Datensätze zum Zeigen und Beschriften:
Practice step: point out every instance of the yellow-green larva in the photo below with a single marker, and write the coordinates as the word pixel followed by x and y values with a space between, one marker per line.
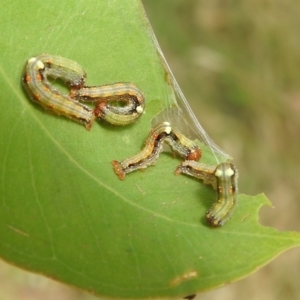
pixel 118 103
pixel 163 132
pixel 35 79
pixel 223 178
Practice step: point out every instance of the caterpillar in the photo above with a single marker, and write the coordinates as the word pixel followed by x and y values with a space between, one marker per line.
pixel 223 178
pixel 36 76
pixel 163 132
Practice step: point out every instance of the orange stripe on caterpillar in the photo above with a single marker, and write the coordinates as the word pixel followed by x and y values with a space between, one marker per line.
pixel 119 103
pixel 36 83
pixel 224 179
pixel 163 132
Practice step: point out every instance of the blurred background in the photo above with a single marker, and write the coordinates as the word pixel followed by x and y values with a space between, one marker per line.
pixel 238 64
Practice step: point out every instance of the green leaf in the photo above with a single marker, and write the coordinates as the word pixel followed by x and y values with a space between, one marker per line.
pixel 65 214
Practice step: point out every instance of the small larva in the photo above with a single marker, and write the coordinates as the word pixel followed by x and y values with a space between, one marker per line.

Aufgabenstellung:
Gib bitte alle obigen Datensätze Zeile für Zeile unverändert aus, aber lass die Bilder dabei weg.

Übungsergebnis:
Practice step: point out every instance of the yellow-green larva in the photo below with a single marker, and write the coordinates as the word pixel followed by x and y values with a space between, one marker per line.
pixel 118 103
pixel 163 132
pixel 35 79
pixel 223 178
Practice step: point out every instance of the caterpillar in the photo above with a single marker, and write the coordinates as the word pixel followed by x and y values with a space between, one marker per line.
pixel 223 178
pixel 36 76
pixel 163 132
Practice step: point out every instance of the orange stripe on caterpillar in the photo above with a single marker, and write the coordinates as the word pixel followed by x and y values with a space between, one marker per line.
pixel 119 103
pixel 36 83
pixel 224 179
pixel 163 132
Practice step: point out every instance of the blurred background in the photo above with a single marker, and write the coordinates as the word pixel followed by x and y values with a space between, one marker per line.
pixel 238 64
Practice step: point out every instance of the green leaf in the photo above with a single marker, and write the coordinates as the word pixel followed by x and y values with a space between, one marker per line.
pixel 65 214
Practice step: point out every instance of the small larva in the photo above with a single marker, and write the coordinates as the word pixel followed by x and y values with a space between, one marker per line.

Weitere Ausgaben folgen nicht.